§ **Stated goal**
Starting at the line that holds "Could you identify the orange nylon", set down each line through the end of the listing, exactly as written and with nothing added.

§ **Raw data**
———

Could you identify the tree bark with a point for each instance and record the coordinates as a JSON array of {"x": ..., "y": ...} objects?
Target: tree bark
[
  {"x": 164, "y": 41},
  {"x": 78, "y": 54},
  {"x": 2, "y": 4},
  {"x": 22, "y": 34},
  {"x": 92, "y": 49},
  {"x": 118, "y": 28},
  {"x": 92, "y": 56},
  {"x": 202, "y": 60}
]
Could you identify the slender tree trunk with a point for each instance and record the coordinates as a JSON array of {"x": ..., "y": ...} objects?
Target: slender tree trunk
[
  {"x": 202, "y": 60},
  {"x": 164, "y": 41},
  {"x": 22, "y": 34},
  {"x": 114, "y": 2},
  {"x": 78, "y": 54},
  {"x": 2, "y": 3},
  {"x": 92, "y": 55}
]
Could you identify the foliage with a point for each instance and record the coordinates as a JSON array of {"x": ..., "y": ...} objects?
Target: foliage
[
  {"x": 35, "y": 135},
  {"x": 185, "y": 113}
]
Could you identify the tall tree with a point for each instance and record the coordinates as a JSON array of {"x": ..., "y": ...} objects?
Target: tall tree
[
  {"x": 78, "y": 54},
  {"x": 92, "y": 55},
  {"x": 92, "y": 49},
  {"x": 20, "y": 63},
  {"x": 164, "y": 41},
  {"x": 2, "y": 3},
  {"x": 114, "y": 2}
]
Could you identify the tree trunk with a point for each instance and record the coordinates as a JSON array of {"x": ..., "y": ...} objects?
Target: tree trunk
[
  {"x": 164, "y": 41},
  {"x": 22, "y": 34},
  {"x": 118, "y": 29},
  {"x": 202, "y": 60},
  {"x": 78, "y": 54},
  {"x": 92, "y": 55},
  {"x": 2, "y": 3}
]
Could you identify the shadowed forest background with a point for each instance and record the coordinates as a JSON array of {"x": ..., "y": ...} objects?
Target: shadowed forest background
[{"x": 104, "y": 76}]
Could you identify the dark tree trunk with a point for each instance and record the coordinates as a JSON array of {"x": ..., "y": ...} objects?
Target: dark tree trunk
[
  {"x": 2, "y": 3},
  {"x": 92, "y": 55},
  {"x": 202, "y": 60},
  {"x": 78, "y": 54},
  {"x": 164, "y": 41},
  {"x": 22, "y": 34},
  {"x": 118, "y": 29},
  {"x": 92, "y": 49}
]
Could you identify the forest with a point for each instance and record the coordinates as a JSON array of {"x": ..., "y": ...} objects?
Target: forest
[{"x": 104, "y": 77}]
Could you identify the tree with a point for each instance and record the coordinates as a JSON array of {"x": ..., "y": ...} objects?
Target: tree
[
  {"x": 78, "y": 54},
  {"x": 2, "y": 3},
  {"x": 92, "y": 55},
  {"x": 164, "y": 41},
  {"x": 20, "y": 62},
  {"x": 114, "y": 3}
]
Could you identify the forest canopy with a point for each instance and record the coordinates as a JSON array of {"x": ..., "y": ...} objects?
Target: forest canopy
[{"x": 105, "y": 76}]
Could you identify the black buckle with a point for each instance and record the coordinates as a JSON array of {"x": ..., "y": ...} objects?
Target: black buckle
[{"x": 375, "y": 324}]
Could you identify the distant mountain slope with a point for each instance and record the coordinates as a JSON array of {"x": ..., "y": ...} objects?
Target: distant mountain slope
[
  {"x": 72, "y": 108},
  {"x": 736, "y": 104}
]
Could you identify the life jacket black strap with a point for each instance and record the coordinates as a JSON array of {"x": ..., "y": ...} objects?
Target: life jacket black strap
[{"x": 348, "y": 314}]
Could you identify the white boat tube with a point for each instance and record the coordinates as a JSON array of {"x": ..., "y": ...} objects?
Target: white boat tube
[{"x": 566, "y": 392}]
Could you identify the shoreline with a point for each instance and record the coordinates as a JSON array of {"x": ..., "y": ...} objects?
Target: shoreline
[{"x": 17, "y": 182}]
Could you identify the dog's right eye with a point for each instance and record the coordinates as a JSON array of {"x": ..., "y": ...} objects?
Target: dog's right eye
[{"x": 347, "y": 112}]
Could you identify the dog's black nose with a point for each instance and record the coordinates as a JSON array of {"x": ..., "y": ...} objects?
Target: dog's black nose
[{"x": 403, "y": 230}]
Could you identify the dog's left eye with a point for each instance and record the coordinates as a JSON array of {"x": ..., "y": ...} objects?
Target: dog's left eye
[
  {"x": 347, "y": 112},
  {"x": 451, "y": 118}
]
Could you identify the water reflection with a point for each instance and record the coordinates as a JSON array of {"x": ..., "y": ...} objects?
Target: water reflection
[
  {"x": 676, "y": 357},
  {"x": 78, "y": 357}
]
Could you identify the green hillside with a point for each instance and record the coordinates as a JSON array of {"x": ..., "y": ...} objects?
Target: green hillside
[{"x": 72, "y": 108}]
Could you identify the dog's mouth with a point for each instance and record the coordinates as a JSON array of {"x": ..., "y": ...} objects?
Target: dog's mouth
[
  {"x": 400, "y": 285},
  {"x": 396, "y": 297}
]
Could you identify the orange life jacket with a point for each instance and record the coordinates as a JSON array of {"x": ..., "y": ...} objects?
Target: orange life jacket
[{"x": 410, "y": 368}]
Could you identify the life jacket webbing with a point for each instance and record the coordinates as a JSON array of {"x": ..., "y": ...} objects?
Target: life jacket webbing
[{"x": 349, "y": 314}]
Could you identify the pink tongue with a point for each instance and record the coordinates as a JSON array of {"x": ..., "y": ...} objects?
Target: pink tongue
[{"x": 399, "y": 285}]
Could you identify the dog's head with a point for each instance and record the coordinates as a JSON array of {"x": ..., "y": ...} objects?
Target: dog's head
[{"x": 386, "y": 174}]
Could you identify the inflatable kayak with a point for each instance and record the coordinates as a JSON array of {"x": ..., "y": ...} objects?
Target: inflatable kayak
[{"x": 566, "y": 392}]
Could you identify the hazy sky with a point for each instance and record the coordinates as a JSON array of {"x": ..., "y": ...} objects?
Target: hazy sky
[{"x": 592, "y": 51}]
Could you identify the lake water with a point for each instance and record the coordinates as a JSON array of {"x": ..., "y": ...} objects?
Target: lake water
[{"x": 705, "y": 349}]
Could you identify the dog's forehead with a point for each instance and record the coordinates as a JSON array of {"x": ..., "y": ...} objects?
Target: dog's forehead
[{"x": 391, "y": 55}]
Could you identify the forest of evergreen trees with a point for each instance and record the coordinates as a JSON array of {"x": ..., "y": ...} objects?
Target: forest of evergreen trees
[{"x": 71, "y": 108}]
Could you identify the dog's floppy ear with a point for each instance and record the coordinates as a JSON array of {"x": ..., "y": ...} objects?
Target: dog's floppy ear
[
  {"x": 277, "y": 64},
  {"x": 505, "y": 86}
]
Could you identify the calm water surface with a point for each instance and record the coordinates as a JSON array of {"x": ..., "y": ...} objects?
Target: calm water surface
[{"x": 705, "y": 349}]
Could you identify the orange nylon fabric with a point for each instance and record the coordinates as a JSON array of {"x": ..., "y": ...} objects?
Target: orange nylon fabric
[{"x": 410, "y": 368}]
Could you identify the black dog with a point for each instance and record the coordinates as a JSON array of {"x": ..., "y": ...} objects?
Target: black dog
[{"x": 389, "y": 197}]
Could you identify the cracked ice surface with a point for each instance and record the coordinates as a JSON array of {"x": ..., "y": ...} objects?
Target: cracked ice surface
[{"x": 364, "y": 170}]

———

§ **Result**
Could you identify the orange nylon fabric with a point for each instance and record the coordinates as a JSON array of {"x": ..., "y": ...} objects?
Target: orange nylon fabric
[{"x": 410, "y": 368}]
Could you identify the black dog with a point for each instance and record the coordinates as a JSON array of {"x": ..., "y": ...} objects?
Target: black dog
[{"x": 389, "y": 197}]
Could you identify the cracked ice surface with a point for each instance and record the coordinates as a JSON array of {"x": ..., "y": ...} objects?
Target: cracked ice surface
[{"x": 364, "y": 170}]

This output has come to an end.